About this exercise
Reproduce each record exactly. The pictures should be skipped.

Natural language region descriptions
[Start of Attachment]

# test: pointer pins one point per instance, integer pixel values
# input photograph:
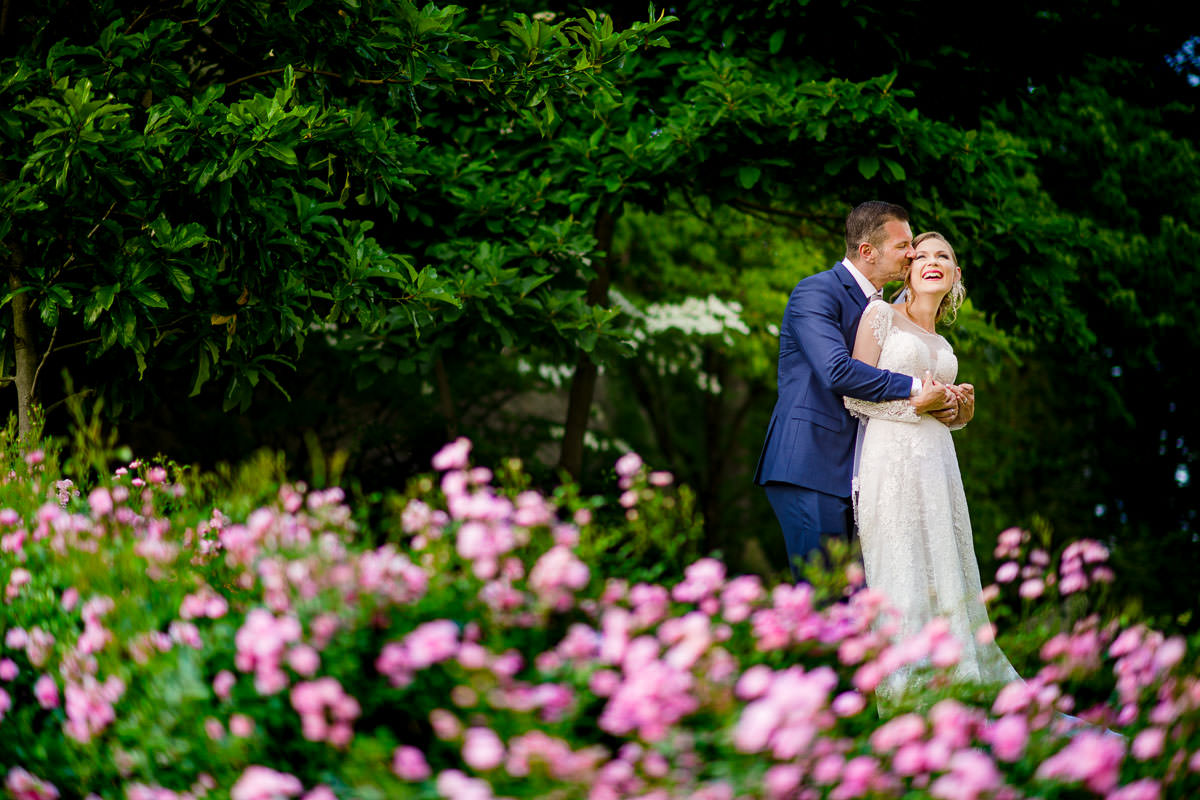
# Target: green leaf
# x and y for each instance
(895, 169)
(777, 41)
(868, 166)
(748, 176)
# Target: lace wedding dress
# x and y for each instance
(911, 509)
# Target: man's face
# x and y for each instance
(897, 252)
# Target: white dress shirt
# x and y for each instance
(869, 292)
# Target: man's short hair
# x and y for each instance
(867, 222)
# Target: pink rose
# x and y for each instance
(481, 749)
(46, 691)
(409, 764)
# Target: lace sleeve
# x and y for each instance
(873, 332)
(894, 410)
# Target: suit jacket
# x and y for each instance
(810, 440)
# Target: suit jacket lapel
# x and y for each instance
(851, 284)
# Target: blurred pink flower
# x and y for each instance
(1149, 744)
(23, 786)
(1032, 588)
(100, 501)
(304, 660)
(241, 726)
(214, 728)
(223, 684)
(1007, 572)
(264, 783)
(972, 774)
(847, 704)
(1008, 737)
(453, 456)
(628, 464)
(481, 749)
(1090, 757)
(781, 781)
(454, 785)
(1144, 789)
(408, 763)
(898, 732)
(702, 578)
(46, 691)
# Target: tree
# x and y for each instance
(191, 187)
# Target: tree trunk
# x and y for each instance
(583, 382)
(23, 353)
(445, 397)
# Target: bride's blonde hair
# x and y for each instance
(949, 307)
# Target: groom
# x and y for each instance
(808, 458)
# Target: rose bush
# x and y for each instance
(163, 638)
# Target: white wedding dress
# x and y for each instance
(912, 512)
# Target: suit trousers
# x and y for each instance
(808, 517)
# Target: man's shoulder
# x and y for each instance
(822, 281)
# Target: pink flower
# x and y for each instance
(223, 684)
(409, 764)
(971, 775)
(847, 704)
(900, 731)
(1149, 744)
(628, 464)
(1007, 572)
(241, 726)
(214, 728)
(1032, 588)
(1144, 789)
(101, 501)
(1091, 757)
(445, 725)
(781, 781)
(481, 749)
(46, 691)
(1008, 737)
(263, 783)
(319, 792)
(70, 599)
(23, 786)
(304, 660)
(453, 456)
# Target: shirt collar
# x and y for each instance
(863, 283)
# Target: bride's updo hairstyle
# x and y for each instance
(958, 293)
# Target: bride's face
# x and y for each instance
(933, 269)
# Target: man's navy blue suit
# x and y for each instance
(807, 462)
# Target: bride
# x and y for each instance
(912, 512)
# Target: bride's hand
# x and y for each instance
(933, 397)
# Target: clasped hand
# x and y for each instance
(947, 403)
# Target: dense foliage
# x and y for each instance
(407, 221)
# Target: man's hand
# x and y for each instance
(965, 394)
(934, 397)
(961, 410)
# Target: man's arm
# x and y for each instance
(814, 322)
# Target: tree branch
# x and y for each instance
(33, 385)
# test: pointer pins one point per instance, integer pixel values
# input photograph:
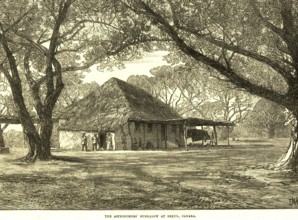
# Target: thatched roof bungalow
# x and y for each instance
(137, 119)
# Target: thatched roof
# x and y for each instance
(112, 105)
(190, 122)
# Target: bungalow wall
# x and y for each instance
(133, 136)
(143, 136)
(72, 139)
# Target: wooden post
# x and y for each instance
(166, 136)
(157, 138)
(131, 138)
(144, 132)
(215, 135)
(228, 135)
(184, 136)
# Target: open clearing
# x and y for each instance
(204, 178)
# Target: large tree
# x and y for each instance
(41, 40)
(247, 42)
(267, 117)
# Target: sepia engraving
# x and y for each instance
(148, 105)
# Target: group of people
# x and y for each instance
(107, 142)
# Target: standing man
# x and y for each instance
(94, 140)
(84, 142)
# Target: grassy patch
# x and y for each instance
(210, 178)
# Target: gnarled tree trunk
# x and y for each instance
(2, 143)
(289, 160)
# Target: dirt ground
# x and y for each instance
(223, 177)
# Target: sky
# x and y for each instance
(136, 67)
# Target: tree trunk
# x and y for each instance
(2, 143)
(289, 160)
(271, 132)
(39, 144)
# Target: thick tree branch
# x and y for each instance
(238, 80)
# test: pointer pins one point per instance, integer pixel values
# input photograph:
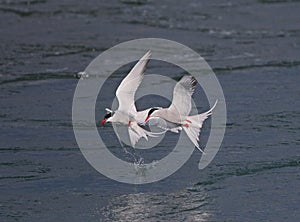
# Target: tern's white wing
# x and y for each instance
(127, 88)
(182, 95)
(136, 132)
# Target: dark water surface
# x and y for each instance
(254, 49)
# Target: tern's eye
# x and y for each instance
(107, 116)
(151, 111)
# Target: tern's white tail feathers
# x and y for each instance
(195, 125)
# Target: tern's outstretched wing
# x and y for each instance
(182, 95)
(127, 88)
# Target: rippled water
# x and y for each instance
(253, 47)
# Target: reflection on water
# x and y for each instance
(187, 205)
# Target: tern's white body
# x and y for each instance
(179, 110)
(126, 113)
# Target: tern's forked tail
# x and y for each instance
(195, 124)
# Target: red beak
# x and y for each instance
(102, 122)
(147, 118)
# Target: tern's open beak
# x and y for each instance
(102, 122)
(147, 118)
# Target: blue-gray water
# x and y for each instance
(254, 49)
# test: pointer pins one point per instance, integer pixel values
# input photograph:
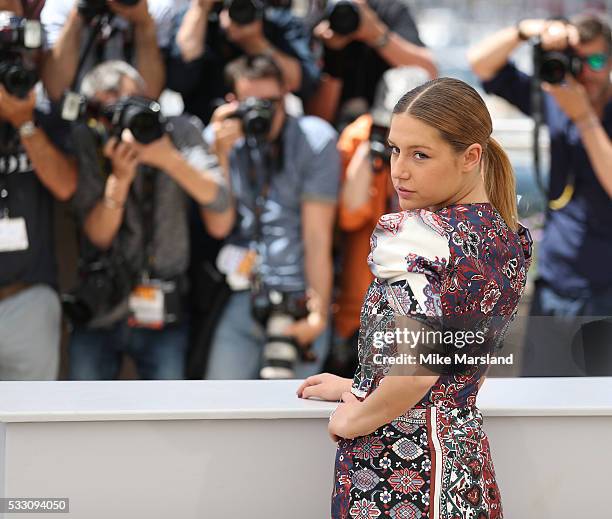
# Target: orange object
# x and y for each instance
(357, 226)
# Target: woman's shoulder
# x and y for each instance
(414, 241)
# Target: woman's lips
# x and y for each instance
(405, 193)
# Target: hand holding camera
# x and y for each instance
(124, 159)
(349, 20)
(227, 130)
(16, 110)
(554, 34)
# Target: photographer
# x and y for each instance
(369, 38)
(209, 37)
(34, 170)
(574, 275)
(285, 174)
(367, 193)
(134, 31)
(133, 211)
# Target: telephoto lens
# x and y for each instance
(256, 115)
(343, 16)
(280, 352)
(552, 66)
(141, 116)
(16, 77)
(244, 12)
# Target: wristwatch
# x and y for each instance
(27, 129)
(382, 40)
(522, 36)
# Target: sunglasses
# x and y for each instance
(596, 62)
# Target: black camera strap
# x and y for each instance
(146, 204)
(264, 159)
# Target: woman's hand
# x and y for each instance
(343, 421)
(324, 386)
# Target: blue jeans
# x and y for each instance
(568, 336)
(238, 344)
(96, 354)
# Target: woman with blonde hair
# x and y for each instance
(455, 260)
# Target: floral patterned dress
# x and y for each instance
(433, 462)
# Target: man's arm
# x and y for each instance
(63, 56)
(599, 149)
(574, 101)
(54, 169)
(317, 231)
(191, 36)
(103, 221)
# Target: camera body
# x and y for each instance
(18, 37)
(343, 16)
(275, 311)
(89, 9)
(256, 116)
(104, 283)
(552, 66)
(142, 116)
(380, 154)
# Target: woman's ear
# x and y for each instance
(472, 157)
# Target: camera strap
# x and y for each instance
(264, 159)
(146, 203)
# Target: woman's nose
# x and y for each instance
(399, 169)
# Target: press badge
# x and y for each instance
(237, 263)
(13, 235)
(147, 306)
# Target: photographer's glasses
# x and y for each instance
(596, 62)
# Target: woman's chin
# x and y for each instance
(408, 205)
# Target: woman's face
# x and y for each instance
(426, 172)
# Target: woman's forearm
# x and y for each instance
(392, 398)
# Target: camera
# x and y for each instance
(552, 66)
(142, 116)
(343, 16)
(18, 36)
(105, 282)
(380, 154)
(275, 311)
(89, 9)
(256, 116)
(244, 12)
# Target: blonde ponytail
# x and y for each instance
(500, 183)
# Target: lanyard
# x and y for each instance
(9, 145)
(146, 205)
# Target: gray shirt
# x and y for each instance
(170, 230)
(310, 171)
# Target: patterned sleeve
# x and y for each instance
(410, 251)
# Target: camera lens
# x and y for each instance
(17, 79)
(143, 121)
(554, 67)
(244, 12)
(344, 17)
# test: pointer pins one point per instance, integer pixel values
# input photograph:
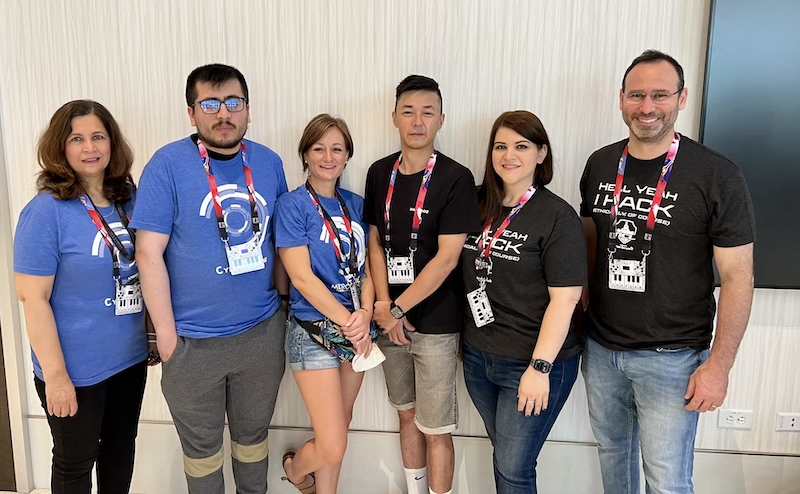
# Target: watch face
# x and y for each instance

[End of Attachment]

Solution
# test: pointer pins one point per instance, integer pixel values
# input photograph:
# Target: green leaf
# x and y for each instance
(895, 169)
(777, 41)
(868, 166)
(748, 176)
# Target: lace wedding dress
# x and y for each instance
(911, 509)
# Target: man's face
# x and y for each instance
(897, 252)
# Target: white dress shirt
# x and y for each instance
(869, 292)
# Target: man's short hair
# x and y for each instance
(867, 222)
# Target: pink rose
# x and y for each instance
(481, 749)
(46, 691)
(409, 764)
# Target: lace sleeve
# x and y for each instance
(873, 332)
(894, 410)
# Target: suit jacket
# x and y for each instance
(810, 440)
# Target: suit jacket lapel
# x and y for each instance
(851, 284)
# Target: blurred pink flower
# x and y for each instance
(1149, 744)
(23, 786)
(1032, 588)
(100, 501)
(304, 660)
(241, 726)
(214, 728)
(223, 684)
(1007, 572)
(264, 783)
(972, 774)
(847, 704)
(1008, 737)
(453, 456)
(628, 464)
(481, 749)
(1090, 757)
(781, 781)
(454, 785)
(1144, 789)
(408, 763)
(898, 732)
(702, 578)
(46, 691)
# Target: tree
# x and y for each instance
(191, 187)
# Target: tree trunk
# x and y for each instance
(583, 382)
(23, 353)
(445, 397)
# Target: bride's blonde hair
# x and y for each instance
(949, 307)
# Target: groom
# x and y for each instance
(808, 458)
# Target: rose bush
# x and y for each instance
(163, 638)
# Target: white wedding dress
# x and y for each instance
(912, 512)
# Target: suit trousers
# x and y for each instance
(808, 517)
# Target: man's shoulder
# x and y for each instance
(822, 281)
# Target: pink flower
# x and y for each instance
(223, 684)
(409, 764)
(971, 775)
(847, 704)
(900, 731)
(1149, 744)
(628, 464)
(1007, 572)
(241, 726)
(214, 728)
(1032, 588)
(1144, 789)
(101, 501)
(1091, 757)
(445, 725)
(781, 781)
(481, 749)
(46, 691)
(1008, 737)
(263, 783)
(319, 792)
(70, 599)
(23, 786)
(304, 660)
(453, 456)
# Target: shirt collar
# x and y for each instance
(863, 283)
# Target: bride's updo hairstyle
# x and y for each instance
(958, 293)
# Target: bride's face
# x and y for each instance
(933, 269)
# Target: man's navy blue suit
# x and y for each instance
(807, 462)
# Target: bride
# x and y for each instance
(912, 512)
# Target: bride's hand
# x and y for each instance
(933, 397)
# Target: clasped hand
# x and y for each instance
(947, 403)
# Target: dense foliage
# x and y for each instance
(407, 221)
# Target: man's hand
# x and y for each instance
(965, 394)
(934, 397)
(961, 410)
# Target: man's arm
# x and y for each instance
(814, 322)
# Target: tree branch
# x and y for each instance
(33, 385)
# test: pointer pins one point per instance, integer pixel values
# input photograph:
# Target: thatched roof bungalow
# x and y for each instance
(137, 119)
# Target: thatched roof
# x and y for each instance
(112, 105)
(190, 122)
# Target: bungalow wall
# x and y for each instance
(133, 136)
(143, 136)
(72, 139)
# Target: wooden post
# x and y for each instance
(166, 136)
(157, 138)
(131, 138)
(144, 132)
(215, 135)
(228, 135)
(184, 136)
# Target: open clearing
# x and y for each instance
(204, 178)
# Target: large tree
# x and y for each instance
(41, 40)
(247, 42)
(267, 117)
# Target: sepia engraving
# x and y for each instance
(148, 105)
# Target: group of people
# x and y for each instance
(107, 142)
# Target: standing man
# x and y for each instance
(94, 140)
(84, 142)
# Target: grassy patch
# x and y for each instance
(210, 178)
# Target: gnarled tree trunk
# x and y for each instance
(2, 143)
(289, 160)
# Target: dirt ground
# x and y for each instance
(223, 177)
# Target: sky
# x and y for each instance
(136, 67)
# Target: tree trunk
# x and y for each instance
(2, 143)
(289, 160)
(271, 132)
(39, 144)
# Target: thick tree branch
# x and y for each instance
(238, 80)
# test: pointer pins one point per instance, integer pixel values
# input photograph:
# Target: tern's white wing
# x and y for each instance
(127, 88)
(182, 95)
(136, 132)
# Target: dark water surface
# x and y for each instance
(254, 49)
# Target: tern's eye
# x and y for each instance
(107, 116)
(151, 111)
# Target: tern's white tail feathers
# x and y for each instance
(195, 125)
# Target: tern's outstretched wing
# x and y for each instance
(182, 95)
(127, 88)
# Target: rippled water
# x and y for each instance
(253, 47)
# Target: reflection on water
# x and y for each instance
(187, 205)
# Target: tern's white body
# x and y for each instance
(179, 110)
(126, 113)
# Target: tern's forked tail
# x and y for each instance
(195, 124)
# Target: red beak
# x and y for each instance
(102, 122)
(147, 118)
# Target: tern's open beak
# x and y for each instance
(102, 122)
(147, 118)
# Target: blue-gray water
# x and y for each instance
(254, 49)
# test: pointer pins one point per instance, integer pixel values
# input photograph:
# Target: orange object
# x and y for each instance
(357, 226)
# Target: woman's shoulder
# x and y for each instance
(414, 241)
# Target: woman's lips
# x and y for each instance
(405, 193)
# Target: hand holding camera
# x and y for each instance
(124, 159)
(349, 20)
(227, 130)
(16, 110)
(554, 34)
# Target: photographer
# x and y for each instance
(369, 38)
(209, 37)
(34, 170)
(574, 275)
(285, 174)
(367, 193)
(134, 31)
(133, 211)
# Target: telephoto lens
# x and y for each instance
(256, 115)
(343, 16)
(280, 352)
(552, 66)
(141, 116)
(16, 77)
(244, 12)
# Target: wristwatch
# x and y for each instance
(27, 129)
(382, 40)
(522, 36)
# Target: sunglasses
# x and y for each instance
(596, 62)
# Target: black camera strap
# x and y for each instance
(146, 204)
(264, 159)
# Target: woman's hand
# x and y for each instance
(343, 421)
(324, 386)
# Target: blue jeans
# x and y for each instance
(568, 336)
(238, 344)
(96, 354)
# Target: woman with blonde hair
# x and y for each instance
(455, 260)
# Target: floral patterned dress
# x and y for each instance
(433, 462)
# Target: man's arm
# x and y for each instance
(63, 56)
(599, 149)
(574, 101)
(54, 169)
(317, 231)
(191, 36)
(103, 221)
# Target: camera body
# x and y for each instance
(18, 37)
(343, 16)
(275, 311)
(89, 9)
(256, 116)
(104, 283)
(552, 66)
(142, 116)
(380, 154)
# Target: woman's ear
# x and y for each instance
(472, 157)
# Target: camera strap
# x and y for each instance
(264, 159)
(146, 203)
# Target: woman's nose
# x and y for each instance
(399, 169)
# Target: press badge
# x and y for each instance
(237, 263)
(13, 235)
(147, 306)
# Target: photographer's glasses
# x and y for each instance
(596, 62)
# Target: woman's chin
# x and y for each instance
(408, 205)
# Target: woman's face
# x and y for each instance
(426, 172)
# Target: woman's forearm
# x and y for each instance
(392, 398)
# Target: camera
# x and y for each instance
(552, 66)
(142, 116)
(343, 16)
(18, 36)
(105, 282)
(380, 154)
(275, 311)
(89, 9)
(256, 116)
(244, 12)
# Target: blonde ponytail
# x and y for each instance
(500, 183)
# Target: lanyard
# x and y for each instance
(9, 145)
(146, 205)
# Target: gray shirt
# x and y for each instance
(170, 230)
(310, 171)
# Target: patterned sleeve
# x and y for each instance
(410, 251)
# Target: camera lens
# x and y for each instance
(17, 79)
(143, 121)
(554, 67)
(244, 12)
(344, 17)
# test: pointer pins one point per instance, integer pixel values
# input photograph:
# Target: watch face
# x and y for each instance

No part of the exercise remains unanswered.